FRAGMENTO DEL DOCUMENTO:
——
Marina Otero estuvo aquí
Por Gustavo Emilio Rosales
Discurso es lo
que ocurre. Discurre. Pasa. Va. Transita. Muere. Mueve. Quiere. Danza, Danse,
dance, tanz, tants, dansa: estado de un cuerpo sometido a las fuerzas que lo
tensan. El cuerpo es el quebranto primordial, este vivir. Schubert lo llamó, cuando quiso titular un concierto
para piano a cuatro manos en mitad de los suplicios provocados por la sífilis, Lebensstürme, Las tormentas de la vida;
pero también La tormenta que es la vida. Pero Marina Otero no es Franz
Peter Schubert, no sólo porque no nació en Viena el 31 de enero de 1797, sino,
principalmente, porque de cierto ella no hubiera permitido que su obra mejor
quedara sin ser interpretada en los foros de su era; no hubiera permitido que
sus rivales, pseudoartistas de poca monta, bellacos de ocasión, le pasaran por
encima, dejándola, en ocasiones, varios días sin comer; porque ella, ante la situación
de adversidad que sepultó al compositor, probablemente hubiera sacado su piano a
la vereda frente al número 54 de la calle Nussdorfer y se hubiera puesto a
tocar sin tregua hasta recaudar los 15,000 taleros que la hubieran levantado
del fango.
Pero no estamos en la Viena de
principios del siglo XIX, ni este es el barrio Liechtental, donde Schubert
vivió. Estamos a la mitad de una ciega transición electoral, en pleno otoño de
la ciudad capital de una Argentina empobrecida, en el cada vez más oscuro
costado de lo que se ha dado en llamar Palermo viejo; yo me acabo de tomar una
cerveza artesanal que al parecer tenía peyote y a todo esto realmente no sé
quién es Marina Otero, pero sé, o creo saber, o en instantes sabré, lo que no
es…No en balde ella misma está por dedicar 65 minutos de sus tres décadas de
vida para decir que...
“…and
if you complain once more
you'll meet an army of me”
Björk
Se impone hacer un alto en lo que pasa (pasa, va, transita,
muere, etcétera) para ordenar las convenciones de otro modo y comenzar de nueva
cuenta. Pero esto luce arduo, si no imposible, si no inútil, si no insignificante.
——
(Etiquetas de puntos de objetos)
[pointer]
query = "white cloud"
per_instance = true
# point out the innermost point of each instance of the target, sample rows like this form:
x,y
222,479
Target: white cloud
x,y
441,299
——
OBJETIVO:
Prolonga, por favor, el texto sobre Marina Otero a partir de su última oración. Los ítems son material aparte, independiente del texto sobre Marina Otero.

RESPUESTA:
Sin embargo, hay que ver, hay que tenerlo en claro: el espectador, la actriz, la
bailarina, el público, el Padre Nuestro
escénico son membretes que no funcionan aquí; porque ahora y aquí lo que
existe es el acto, el de Otero y el nuestro, el nuestro con el de ella, el
nuestro pese al de ella. La bailarina, la actriz, la performer destacada de
obras queridas como La idea fija no alcanzó
a estar, quizá iba a venir y no llegó. En su lugar está también Marina Otero,
quien cuenta una historia humana (¿qué otro tipo de historia podría haber?)
impúdicamente abierta y, como ya dije, estructurada a contrapelo de los
lineamientos generales del acuerdo teatral. / “-¿Conoce usted a Pedro Páramo?-, le pregunté. Me atreví a hacerlo
porque vi en sus ojos una gota de confianza. -¿Quién es?-, volví a preguntar. –Un rencor vivo-, me contestó él”. / Los suicidas tienen una
historia rugosa, con sabor a pimienta de cayena, que se multiplica ad
infinitum, por espejos; la demoran, escribiendo, en lugar de morir.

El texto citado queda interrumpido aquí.